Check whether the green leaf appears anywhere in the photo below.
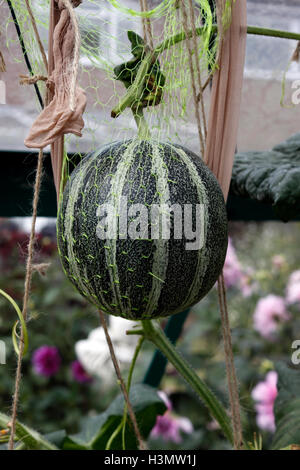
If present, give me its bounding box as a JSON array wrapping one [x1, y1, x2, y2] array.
[[127, 31, 145, 58], [272, 363, 300, 450], [231, 134, 300, 222], [45, 429, 67, 449], [64, 384, 166, 450]]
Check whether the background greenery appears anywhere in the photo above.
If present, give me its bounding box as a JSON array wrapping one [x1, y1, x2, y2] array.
[[0, 221, 300, 449]]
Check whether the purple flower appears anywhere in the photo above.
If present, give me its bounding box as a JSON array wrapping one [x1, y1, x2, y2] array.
[[286, 270, 300, 304], [32, 345, 61, 377], [252, 371, 277, 432], [151, 392, 194, 444], [253, 294, 290, 340], [71, 360, 93, 384]]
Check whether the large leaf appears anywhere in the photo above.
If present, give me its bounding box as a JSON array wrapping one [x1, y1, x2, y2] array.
[[272, 363, 300, 450], [63, 384, 166, 450], [231, 134, 300, 222]]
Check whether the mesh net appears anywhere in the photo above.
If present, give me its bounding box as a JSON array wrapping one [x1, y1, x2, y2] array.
[[2, 0, 218, 174]]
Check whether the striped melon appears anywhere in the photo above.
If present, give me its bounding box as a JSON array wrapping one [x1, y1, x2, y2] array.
[[57, 140, 228, 320]]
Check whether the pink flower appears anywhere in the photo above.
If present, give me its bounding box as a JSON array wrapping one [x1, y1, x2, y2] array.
[[151, 392, 194, 444], [253, 294, 290, 340], [286, 270, 300, 304], [32, 345, 61, 377], [272, 255, 286, 269], [71, 360, 93, 383], [252, 371, 277, 432]]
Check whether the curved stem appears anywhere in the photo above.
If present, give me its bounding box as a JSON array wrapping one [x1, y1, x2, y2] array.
[[154, 25, 300, 54], [0, 413, 59, 450], [121, 336, 145, 450], [111, 25, 300, 118], [142, 320, 233, 443], [111, 52, 155, 118]]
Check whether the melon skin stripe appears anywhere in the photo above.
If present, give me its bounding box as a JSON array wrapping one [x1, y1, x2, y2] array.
[[57, 139, 228, 320]]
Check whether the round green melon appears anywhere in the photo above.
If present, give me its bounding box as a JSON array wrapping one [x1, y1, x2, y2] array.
[[57, 140, 228, 320]]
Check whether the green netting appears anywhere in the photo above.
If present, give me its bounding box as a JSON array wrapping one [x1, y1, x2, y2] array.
[[1, 0, 218, 168]]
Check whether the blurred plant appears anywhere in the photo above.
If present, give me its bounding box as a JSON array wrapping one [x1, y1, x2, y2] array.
[[150, 391, 194, 444], [251, 371, 277, 432], [286, 270, 300, 306], [32, 345, 61, 377], [71, 361, 93, 384], [75, 316, 138, 385], [253, 294, 291, 340]]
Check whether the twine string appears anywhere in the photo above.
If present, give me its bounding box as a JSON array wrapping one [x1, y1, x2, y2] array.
[[140, 0, 154, 51], [218, 272, 243, 450], [189, 0, 207, 139], [8, 149, 43, 450], [179, 0, 205, 158], [179, 0, 243, 450]]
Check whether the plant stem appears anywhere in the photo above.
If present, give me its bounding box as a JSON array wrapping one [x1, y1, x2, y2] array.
[[0, 413, 59, 450], [121, 336, 145, 450], [154, 25, 300, 55], [111, 52, 155, 118], [142, 320, 233, 444], [111, 25, 300, 121], [132, 108, 150, 140]]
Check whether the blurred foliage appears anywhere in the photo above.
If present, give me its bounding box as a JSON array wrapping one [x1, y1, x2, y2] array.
[[0, 222, 300, 449]]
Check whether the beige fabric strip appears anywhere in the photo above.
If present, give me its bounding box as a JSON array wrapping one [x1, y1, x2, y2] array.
[[204, 0, 247, 199], [25, 0, 86, 199]]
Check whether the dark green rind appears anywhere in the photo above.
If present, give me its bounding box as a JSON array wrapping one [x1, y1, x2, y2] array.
[[58, 141, 227, 320]]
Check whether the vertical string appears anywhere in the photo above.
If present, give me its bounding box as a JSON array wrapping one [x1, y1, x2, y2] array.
[[180, 0, 205, 158], [218, 272, 243, 450], [8, 149, 43, 450], [180, 0, 243, 450], [189, 0, 207, 139]]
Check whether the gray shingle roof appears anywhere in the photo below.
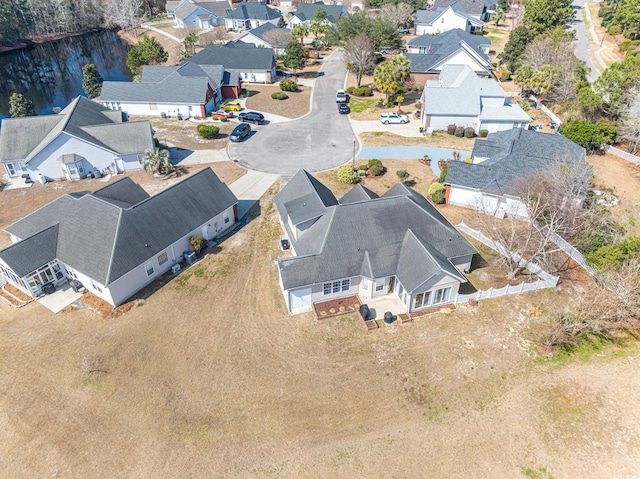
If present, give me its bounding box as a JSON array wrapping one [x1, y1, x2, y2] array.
[[189, 44, 276, 71], [227, 2, 282, 20], [0, 168, 237, 285], [100, 60, 224, 104], [0, 97, 152, 163], [294, 2, 347, 23], [445, 128, 591, 195], [276, 172, 476, 289]]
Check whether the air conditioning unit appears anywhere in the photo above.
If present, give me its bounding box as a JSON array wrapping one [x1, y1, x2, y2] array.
[[184, 251, 198, 264]]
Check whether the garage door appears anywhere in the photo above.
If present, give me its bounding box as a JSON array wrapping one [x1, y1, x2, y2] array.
[[291, 288, 311, 310]]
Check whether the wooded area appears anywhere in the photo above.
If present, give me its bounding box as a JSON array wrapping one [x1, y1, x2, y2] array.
[[0, 0, 166, 46]]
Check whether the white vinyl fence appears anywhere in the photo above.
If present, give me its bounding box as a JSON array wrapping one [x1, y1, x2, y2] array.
[[456, 222, 559, 304]]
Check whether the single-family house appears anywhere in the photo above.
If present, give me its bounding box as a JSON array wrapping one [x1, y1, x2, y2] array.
[[172, 0, 230, 30], [224, 1, 282, 32], [189, 42, 276, 84], [0, 96, 153, 181], [275, 170, 477, 314], [100, 60, 242, 118], [413, 1, 484, 35], [445, 128, 591, 218], [287, 2, 349, 29], [0, 168, 237, 306], [405, 28, 493, 85], [236, 23, 291, 55], [432, 0, 497, 22], [420, 65, 531, 134]]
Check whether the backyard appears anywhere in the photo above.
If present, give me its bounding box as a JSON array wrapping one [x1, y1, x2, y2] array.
[[0, 177, 640, 478]]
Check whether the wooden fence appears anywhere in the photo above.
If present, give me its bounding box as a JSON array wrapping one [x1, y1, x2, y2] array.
[[456, 222, 560, 304]]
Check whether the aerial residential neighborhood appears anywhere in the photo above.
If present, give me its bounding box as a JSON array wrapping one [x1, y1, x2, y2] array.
[[0, 0, 640, 479]]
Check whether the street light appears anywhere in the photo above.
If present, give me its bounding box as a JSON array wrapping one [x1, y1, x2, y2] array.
[[351, 138, 356, 171]]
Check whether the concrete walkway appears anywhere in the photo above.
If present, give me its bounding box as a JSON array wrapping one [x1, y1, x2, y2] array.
[[229, 170, 279, 218]]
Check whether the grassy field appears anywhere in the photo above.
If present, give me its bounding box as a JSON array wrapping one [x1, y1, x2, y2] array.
[[0, 158, 640, 478]]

# # #

### [Instructions for the task]
Write out all of the data above line for line, without any changes, and omit the pictures from your answer.

### [Problem solution]
Check whether the green leaf appears anywhere in the photo below.
If present, give me its bounding box as a JSON array wrapping one [x1, y1, x2, y2] array.
[[127, 31, 145, 58], [272, 363, 300, 450], [231, 134, 300, 222], [45, 429, 67, 449], [64, 384, 166, 450]]
Check whether the background greenery appears anywhere in the photo above.
If present, give me its bounding box as a JSON array wrapping one [x1, y1, x2, y2] array.
[[0, 221, 300, 449]]
Check whether the purple flower appears anywhere in the photo above.
If present, give me its bounding box as a JSON array wrapping one [x1, y1, x2, y2] array.
[[286, 270, 300, 304], [32, 345, 61, 377], [252, 371, 277, 432], [151, 392, 194, 444], [253, 294, 290, 340], [71, 360, 93, 384]]
Check whether the large leaf appears anywhere in the photo above.
If present, give me its bounding box as a JSON array wrapping one [x1, y1, x2, y2] array.
[[272, 363, 300, 450], [63, 384, 166, 450], [231, 134, 300, 222]]
Check whether the mesh net appears anywhere in the photo above.
If present, give me its bounding box as a JSON array wrapping one [x1, y1, x2, y2] array.
[[2, 0, 218, 174]]
Check whether the striped melon appears anywhere in the photo above.
If present, give me its bounding box as a JSON array wrapping one [x1, y1, x2, y2] array.
[[57, 140, 228, 320]]
Check whether the pink flower appears anywhere in the photo above.
If present, give me its bounding box as a JSON array wrapping one [x1, y1, x2, y2] array.
[[151, 392, 194, 444], [253, 294, 290, 340], [286, 270, 300, 304], [32, 345, 61, 377], [272, 255, 286, 269], [71, 360, 93, 383], [252, 371, 277, 432]]
Check whether the curved stem appears anywhere in the photo above.
If present, give me its bounding box as a JSON array wrapping one [x1, y1, x2, y2] array.
[[154, 25, 300, 54], [0, 413, 59, 450], [121, 336, 145, 450], [111, 25, 300, 118], [142, 320, 233, 443], [111, 52, 155, 118]]
Check whether the melon skin stripe appears anywhere in the photo above.
If present, give me its bounding box as a JSON array wrapping one [x1, y1, x2, y2] array.
[[57, 139, 228, 320]]
Check whether the round green melon appears anywhere in the photo above.
If present, give me its bounding box as a JSON array wrapping one [x1, y1, x2, y2] array.
[[57, 140, 228, 320]]
Check whether the green netting appears anywhere in the photo above.
If present, give me its bounding box as a JSON array wrapping one [x1, y1, x2, y2] array.
[[1, 0, 218, 168]]
Check whether the blurred plant appears anywhere in the photo above.
If present, give me its bounding box as a JSON array wrapping one [x1, y1, x2, y2] array.
[[150, 391, 194, 444], [251, 371, 277, 432], [286, 270, 300, 306], [32, 345, 61, 377], [71, 361, 93, 384], [75, 316, 138, 385], [253, 294, 291, 340]]
Check whether the twine string appears anywhere in the photo above.
If present, give me its bounding box as a JSON array wrapping one [x1, y1, x2, y2] array.
[[140, 0, 154, 51], [218, 272, 243, 450], [189, 0, 207, 139], [8, 149, 43, 450], [179, 0, 205, 158], [179, 0, 243, 450]]
Check whether the plant stem appears anywhere in the photo above.
If present, give me its bounding box as a JSON array wrapping one [x1, y1, x2, y2] array.
[[0, 413, 59, 450], [121, 336, 145, 450], [154, 25, 300, 55], [111, 52, 155, 118], [142, 320, 233, 444], [111, 25, 300, 121], [132, 108, 150, 140]]
Check whether the blurred foliage appears anywhere in the photo above.
If present, give me its bounding box as a JSON array wrapping one [x1, y1, x2, y2] array.
[[0, 222, 300, 449]]
Check whether the beige fabric strip appears anywhere in the photo above.
If present, give me its bounding box as a JSON array wrapping one [x1, y1, x2, y2] array.
[[204, 0, 247, 199], [25, 0, 86, 199]]
Check whether the dark green rind appears anywhere in the photo above.
If present, give me its bounding box as a JSON array wrapping one [x1, y1, x2, y2] array.
[[58, 141, 227, 320]]
Check whether the vertical string appears anywhere in the photo above.
If present, give me its bounding box as a JSON array wrapping one [x1, y1, x2, y2] array.
[[180, 0, 205, 158], [218, 272, 243, 450], [8, 149, 43, 450], [180, 0, 243, 450], [189, 0, 207, 139]]
Check whether the gray shingle roof appears anywhere in the photo below.
If present, give me its bounding box as a JSON array wrapping one [x1, y1, x2, y2] array.
[[189, 44, 276, 71], [227, 2, 282, 20], [0, 168, 237, 285], [100, 60, 224, 104], [0, 97, 152, 163], [294, 2, 347, 23], [445, 128, 591, 195], [276, 172, 476, 289]]
Check whether the air conditioning unit appears anywhere in the photo above.
If present, give me its bounding box as a JSON array wrapping one [x1, y1, x2, y2] array.
[[184, 251, 198, 264]]
Check whether the garage door appears anywhere in the photo above.
If present, give me its bounding box as a JSON array wrapping one [x1, y1, x2, y2] array.
[[291, 288, 311, 310]]
Check whether the wooded area appears anywhere in the photo above.
If present, give me its bounding box as a JSON array wrapping one [x1, y1, x2, y2] array.
[[0, 0, 166, 46]]
Check whether the white vinyl fence appears anywhere in the photo above.
If present, give me its bounding box as a JSON array wrapping one [x1, y1, x2, y2] array.
[[456, 222, 559, 304]]
Check whether the single-family house appears anywhere in the photo above.
If present, give me its bounding box as a JSON array wrapping one [x1, y1, x2, y2] array.
[[172, 0, 230, 30], [224, 1, 282, 32], [189, 42, 276, 84], [0, 96, 153, 181], [275, 170, 477, 314], [100, 60, 242, 118], [413, 1, 484, 35], [445, 128, 591, 218], [287, 2, 349, 29], [0, 168, 237, 306], [405, 28, 493, 85], [236, 23, 291, 55], [432, 0, 497, 22], [420, 65, 531, 134]]
Check whether the backyard appears anywhere in the photo above.
If present, give me its bounding box as a JSON array wrapping one [x1, y1, x2, y2] array.
[[0, 177, 640, 478]]
Check whether the wooden fence appears anywhere in the photo above.
If present, give me its bounding box as a JSON array wrapping one [x1, y1, x2, y2] array.
[[456, 222, 560, 304]]
Check whether the aerial residential neighborhood appears anywhere in the photo above.
If present, give me its bounding box as a JSON array wrapping one [x1, y1, x2, y2] array.
[[0, 0, 640, 479]]
Check whether the street light appears anywhere in the photo above.
If present, give me its bounding box as a JSON array wrapping one [x1, y1, x2, y2] array.
[[351, 138, 356, 171]]
Check whether the concrete walkway appears anywhere in the photo above.
If present, give me its bounding box as a JSON array wrapping one [x1, y1, x2, y2] array.
[[229, 170, 279, 218]]
Check whether the grassy field appears anywhere in the photo above.
If present, give me its bounding box as a JSON array wrapping one [x1, y1, x2, y2] array.
[[0, 158, 640, 478]]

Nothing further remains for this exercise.